Autre nouvelle mission et savoir-faire : la médiation canine. Deux types de médiation: la médiation canine au profit des délinquants et l’assistance judiciaire des victimes.

Pour les auteurs d’infractions, il s’agit de primo-délinquants mineurs ou jeunes majeurs. Ils suivent un stage d’une demi-journée afin de leur faire comprendre que la violence se maitrise. Après avoir pris contact avec le chien, le jeune va travailler en obéissance et aussi à la recherche d’objet. Le but est de faire comprendre qu’un chien a la capacité de maîtriser sa force (par l’obéissance), pour l’individu c’est la même chose. Tous les jeunes font l’objet d’un suivi sur deux ans pour évaluer l’efficacité du dispositif. Cette action ne peut être faite que sur décision du procureur de la république et accord du délinquant.

La médiation au profit des victimes est une technique en provenance des USA et du Canada. Elle consiste à mettre auprès d’une victime de violences physiques ou sexuelles en lui mettant auprès d’elle un chien spécifiquement dressé pour la mission d’assistance. Le chien est là pour absorber les tensions générées par l’infraction. Le chien va ensuite assister la victime tout au long du procès-verbal.En confiance, la victime sera plus loquace et apportera plus de détails de son agression. Pour ces chiens, la formation est de 2 ans et le centre travaille en collaboration avec Handi-chien pour leur savoir-faire dans cette formation.

### Énoncé 1
Répondez à ces questions sur le texte consacré à la médiation canine :
(a) Combien de temps dure le stage suivi par les auteurs d'infractions ?
(b) De quels pays vient la technique de médiation au profit des victimes ?
(c) Avec quelle structure le centre collabore-t-il pour former les chiens ?
### Énoncé 2
Recopiez sans modification un extrait du texte sur la médiation canine : commencez aux mots « Pour les auteurs » et arrêtez-vous après « accord du délinquant. ».

### Données sources
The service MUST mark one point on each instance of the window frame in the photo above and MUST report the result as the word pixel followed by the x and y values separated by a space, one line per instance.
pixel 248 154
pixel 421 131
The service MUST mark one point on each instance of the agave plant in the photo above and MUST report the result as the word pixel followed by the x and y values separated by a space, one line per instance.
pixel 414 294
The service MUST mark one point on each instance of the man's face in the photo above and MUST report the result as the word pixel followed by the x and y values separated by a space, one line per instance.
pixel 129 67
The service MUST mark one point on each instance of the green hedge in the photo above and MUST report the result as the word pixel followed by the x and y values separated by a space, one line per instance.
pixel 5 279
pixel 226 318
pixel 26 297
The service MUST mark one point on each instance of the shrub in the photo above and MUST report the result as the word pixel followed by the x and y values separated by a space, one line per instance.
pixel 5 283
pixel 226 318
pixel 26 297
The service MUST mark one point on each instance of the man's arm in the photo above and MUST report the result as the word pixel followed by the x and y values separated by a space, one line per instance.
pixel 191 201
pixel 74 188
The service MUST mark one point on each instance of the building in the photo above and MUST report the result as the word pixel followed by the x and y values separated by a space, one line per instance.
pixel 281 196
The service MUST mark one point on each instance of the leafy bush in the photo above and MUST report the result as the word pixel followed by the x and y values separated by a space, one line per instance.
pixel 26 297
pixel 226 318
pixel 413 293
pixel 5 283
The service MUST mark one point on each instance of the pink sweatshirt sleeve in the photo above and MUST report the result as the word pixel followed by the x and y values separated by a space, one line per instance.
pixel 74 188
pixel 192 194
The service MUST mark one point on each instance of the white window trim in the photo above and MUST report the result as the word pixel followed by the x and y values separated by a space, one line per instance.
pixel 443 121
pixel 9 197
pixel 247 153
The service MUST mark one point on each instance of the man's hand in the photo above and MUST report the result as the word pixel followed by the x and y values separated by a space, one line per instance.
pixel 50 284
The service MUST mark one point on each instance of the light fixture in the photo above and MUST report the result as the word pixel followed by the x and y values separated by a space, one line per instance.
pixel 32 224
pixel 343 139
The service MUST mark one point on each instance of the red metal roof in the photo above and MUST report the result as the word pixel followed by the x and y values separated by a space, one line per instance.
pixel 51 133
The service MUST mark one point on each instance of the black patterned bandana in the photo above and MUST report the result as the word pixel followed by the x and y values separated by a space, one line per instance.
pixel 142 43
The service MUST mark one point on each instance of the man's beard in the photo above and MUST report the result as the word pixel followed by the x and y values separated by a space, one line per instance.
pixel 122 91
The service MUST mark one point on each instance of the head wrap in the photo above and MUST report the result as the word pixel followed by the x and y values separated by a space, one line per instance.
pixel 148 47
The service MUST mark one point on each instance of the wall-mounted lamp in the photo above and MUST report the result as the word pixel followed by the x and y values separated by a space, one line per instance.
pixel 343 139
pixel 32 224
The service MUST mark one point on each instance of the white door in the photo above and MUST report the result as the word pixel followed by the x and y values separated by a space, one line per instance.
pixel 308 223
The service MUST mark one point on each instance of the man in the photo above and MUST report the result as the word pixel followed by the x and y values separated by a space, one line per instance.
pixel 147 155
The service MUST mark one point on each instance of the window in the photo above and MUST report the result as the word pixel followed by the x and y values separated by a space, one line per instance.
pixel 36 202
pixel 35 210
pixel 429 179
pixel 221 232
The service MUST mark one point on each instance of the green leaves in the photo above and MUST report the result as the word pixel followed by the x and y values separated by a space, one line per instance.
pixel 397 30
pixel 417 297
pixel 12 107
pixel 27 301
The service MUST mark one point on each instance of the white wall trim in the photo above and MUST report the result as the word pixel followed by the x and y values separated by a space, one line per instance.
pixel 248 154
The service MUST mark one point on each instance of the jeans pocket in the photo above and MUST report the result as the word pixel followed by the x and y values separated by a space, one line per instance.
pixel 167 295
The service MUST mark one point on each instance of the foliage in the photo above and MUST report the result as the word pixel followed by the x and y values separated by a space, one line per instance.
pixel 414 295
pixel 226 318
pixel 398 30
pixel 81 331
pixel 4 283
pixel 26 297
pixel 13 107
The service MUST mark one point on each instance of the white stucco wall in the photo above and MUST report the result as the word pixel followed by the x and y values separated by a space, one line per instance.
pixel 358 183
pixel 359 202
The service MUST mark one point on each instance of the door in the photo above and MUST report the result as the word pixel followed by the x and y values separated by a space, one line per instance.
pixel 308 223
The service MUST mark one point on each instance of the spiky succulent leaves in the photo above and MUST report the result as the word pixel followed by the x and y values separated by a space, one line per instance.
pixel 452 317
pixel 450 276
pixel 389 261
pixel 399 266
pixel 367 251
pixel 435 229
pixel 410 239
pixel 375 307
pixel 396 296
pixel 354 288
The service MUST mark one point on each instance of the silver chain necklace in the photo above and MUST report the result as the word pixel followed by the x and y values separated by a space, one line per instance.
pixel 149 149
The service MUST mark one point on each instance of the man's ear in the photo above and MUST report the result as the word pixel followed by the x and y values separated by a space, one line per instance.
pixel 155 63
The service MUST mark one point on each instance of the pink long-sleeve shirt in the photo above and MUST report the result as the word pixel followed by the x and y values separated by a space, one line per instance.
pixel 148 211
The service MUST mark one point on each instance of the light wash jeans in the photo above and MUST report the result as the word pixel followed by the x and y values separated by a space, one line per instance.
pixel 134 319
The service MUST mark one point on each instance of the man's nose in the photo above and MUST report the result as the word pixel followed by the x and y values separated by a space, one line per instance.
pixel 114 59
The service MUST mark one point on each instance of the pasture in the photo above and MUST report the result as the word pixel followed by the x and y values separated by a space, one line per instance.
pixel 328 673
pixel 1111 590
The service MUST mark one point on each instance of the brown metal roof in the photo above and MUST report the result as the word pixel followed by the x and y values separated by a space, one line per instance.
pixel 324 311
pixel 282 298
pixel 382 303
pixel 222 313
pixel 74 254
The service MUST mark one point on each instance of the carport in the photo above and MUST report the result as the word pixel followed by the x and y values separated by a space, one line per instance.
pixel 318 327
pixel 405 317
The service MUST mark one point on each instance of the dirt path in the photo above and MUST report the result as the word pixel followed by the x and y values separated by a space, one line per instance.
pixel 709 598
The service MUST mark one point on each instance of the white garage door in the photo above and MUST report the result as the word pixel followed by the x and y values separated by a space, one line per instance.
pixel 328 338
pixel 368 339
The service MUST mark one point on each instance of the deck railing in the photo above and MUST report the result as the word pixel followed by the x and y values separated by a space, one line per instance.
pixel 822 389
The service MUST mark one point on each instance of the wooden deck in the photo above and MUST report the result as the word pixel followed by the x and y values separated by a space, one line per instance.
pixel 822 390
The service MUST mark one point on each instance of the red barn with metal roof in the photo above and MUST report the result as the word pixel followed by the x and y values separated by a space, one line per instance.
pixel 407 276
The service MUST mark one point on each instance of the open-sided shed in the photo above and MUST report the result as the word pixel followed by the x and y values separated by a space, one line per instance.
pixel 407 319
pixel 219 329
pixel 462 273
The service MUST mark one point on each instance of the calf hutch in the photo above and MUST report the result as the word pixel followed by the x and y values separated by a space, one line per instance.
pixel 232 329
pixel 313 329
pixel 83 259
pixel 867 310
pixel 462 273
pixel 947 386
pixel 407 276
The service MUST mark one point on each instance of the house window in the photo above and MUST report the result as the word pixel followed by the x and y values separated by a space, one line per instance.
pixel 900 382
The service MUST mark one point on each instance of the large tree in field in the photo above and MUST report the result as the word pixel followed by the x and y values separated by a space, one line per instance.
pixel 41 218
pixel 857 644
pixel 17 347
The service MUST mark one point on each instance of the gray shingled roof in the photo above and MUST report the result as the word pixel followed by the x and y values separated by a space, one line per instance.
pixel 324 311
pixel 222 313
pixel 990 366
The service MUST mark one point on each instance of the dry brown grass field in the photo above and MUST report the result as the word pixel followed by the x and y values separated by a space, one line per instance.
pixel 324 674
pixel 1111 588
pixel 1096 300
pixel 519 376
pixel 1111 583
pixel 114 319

### Réponse finale 1
(a) Une demi-journée.
(b) Des USA et du Canada.
(c) Handi-chien.

### Réponse finale 2
Pour les auteurs d’infractions, il s’agit de primo-délinquants mineurs ou jeunes majeurs. Ils suivent un stage d’une demi-journée afin de leur faire comprendre que la violence se maitrise. Après avoir pris contact avec le chien, le jeune va travailler en obéissance et aussi à la recherche d’objet. Le but est de faire comprendre qu’un chien a la capacité de maîtriser sa force (par l’obéissance), pour l’individu c’est la même chose. Tous les jeunes font l’objet d’un suivi sur deux ans pour évaluer l’efficacité du dispositif. Cette action ne peut être faite que sur décision du procureur de la république et accord du délinquant.